Given problem >> Each entry should be quoted word for word, including every mark of punctuation.

Records to process >>
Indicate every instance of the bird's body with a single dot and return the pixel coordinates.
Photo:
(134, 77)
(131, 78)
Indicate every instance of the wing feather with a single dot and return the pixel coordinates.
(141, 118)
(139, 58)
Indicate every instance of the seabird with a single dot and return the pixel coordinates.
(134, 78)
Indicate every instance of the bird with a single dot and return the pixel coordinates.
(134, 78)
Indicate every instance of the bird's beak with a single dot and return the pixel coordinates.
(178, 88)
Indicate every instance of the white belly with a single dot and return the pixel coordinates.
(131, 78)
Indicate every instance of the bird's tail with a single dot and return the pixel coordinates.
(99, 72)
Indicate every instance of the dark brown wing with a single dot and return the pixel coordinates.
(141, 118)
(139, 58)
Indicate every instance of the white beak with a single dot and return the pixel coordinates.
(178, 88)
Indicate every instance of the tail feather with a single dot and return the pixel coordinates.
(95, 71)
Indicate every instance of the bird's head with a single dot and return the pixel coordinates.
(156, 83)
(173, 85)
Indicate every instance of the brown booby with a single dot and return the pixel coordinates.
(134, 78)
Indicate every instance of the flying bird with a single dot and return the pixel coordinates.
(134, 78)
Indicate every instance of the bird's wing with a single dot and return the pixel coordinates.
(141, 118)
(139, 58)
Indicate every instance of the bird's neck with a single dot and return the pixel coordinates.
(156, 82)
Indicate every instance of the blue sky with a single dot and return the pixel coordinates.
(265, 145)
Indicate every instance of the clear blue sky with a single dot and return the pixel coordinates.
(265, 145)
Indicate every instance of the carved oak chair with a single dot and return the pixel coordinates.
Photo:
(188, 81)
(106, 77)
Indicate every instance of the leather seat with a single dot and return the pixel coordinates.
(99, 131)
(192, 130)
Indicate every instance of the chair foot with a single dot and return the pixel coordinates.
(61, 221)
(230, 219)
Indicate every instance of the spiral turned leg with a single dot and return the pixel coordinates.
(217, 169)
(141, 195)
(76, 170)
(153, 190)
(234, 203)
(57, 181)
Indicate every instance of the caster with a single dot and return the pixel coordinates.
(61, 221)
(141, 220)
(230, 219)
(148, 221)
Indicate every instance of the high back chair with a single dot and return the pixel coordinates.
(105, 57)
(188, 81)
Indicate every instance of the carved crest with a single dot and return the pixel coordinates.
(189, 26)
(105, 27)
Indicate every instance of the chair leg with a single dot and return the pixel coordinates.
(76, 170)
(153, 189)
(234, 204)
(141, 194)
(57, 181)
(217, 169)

Task response >>
Indicate every instance of the bird's body with a single dot and return the pixel coordinates.
Photo:
(134, 77)
(131, 78)
Indicate every instance of the wing feather with a single dot and return the pixel coordinates.
(141, 118)
(139, 58)
Indicate every instance of the seabird with a single dot and return the pixel coordinates.
(134, 78)
Indicate every instance of the bird with a single dot and return the pixel coordinates.
(134, 78)
Indicate every instance of the bird's beak with a single dot and return the pixel coordinates.
(178, 88)
Indicate every instance of the white belly with a single dot and return the pixel coordinates.
(131, 78)
Indicate every instance of the bird's tail with a single dot and return the pixel coordinates.
(99, 72)
Indicate every instance of the dark brown wing with a single dot and return the pixel coordinates.
(141, 118)
(139, 58)
Indicate every instance of the white beak with a single dot and return the pixel coordinates.
(178, 88)
Indicate every instance of the tail feather with a single dot and return the pixel coordinates.
(95, 71)
Indicate every instance of the bird's head with a single dot and return the pixel coordinates.
(156, 83)
(173, 85)
Indicate every instance of the brown booby with a single dot and return the pixel coordinates.
(134, 78)
Indicate every instance of the flying bird with a single dot and return the pixel coordinates.
(134, 78)
Indicate every instance of the bird's wing with a single dot and return the pixel coordinates.
(141, 118)
(139, 58)
Indicate every instance of the bird's neck with a single dot and return the pixel coordinates.
(156, 82)
Indicate every instance of the blue sky with a single dot and return the pixel coordinates.
(265, 145)
Indicate every instance of the clear blue sky with a single dot and return the pixel coordinates.
(265, 145)
Indicate every instance of the carved oak chair with a single dot and return the pixel coordinates.
Photo:
(188, 81)
(106, 77)
Indicate every instance of the leather seat with a single dot and return the pixel coordinates.
(99, 131)
(192, 130)
Indicate every instance of the chair foot with a single dot and return the pixel coordinates.
(61, 221)
(230, 219)
Indicate every instance of the spiral turned leg with a single dot and return the pixel coordinates.
(217, 169)
(141, 195)
(76, 170)
(153, 190)
(234, 203)
(57, 181)
Indicate every instance of the caster with a single dot and return the pixel coordinates.
(61, 221)
(141, 220)
(230, 219)
(148, 221)
Indicate every instance of the high back chair with a single dot and return the pixel coordinates.
(105, 57)
(188, 81)
Indicate every instance of the carved crest with a single dot and return the pixel coordinates.
(189, 26)
(105, 27)
Indicate every instance of the chair leg with a single dot and return the pixel coordinates.
(76, 170)
(153, 189)
(234, 204)
(141, 194)
(57, 181)
(217, 169)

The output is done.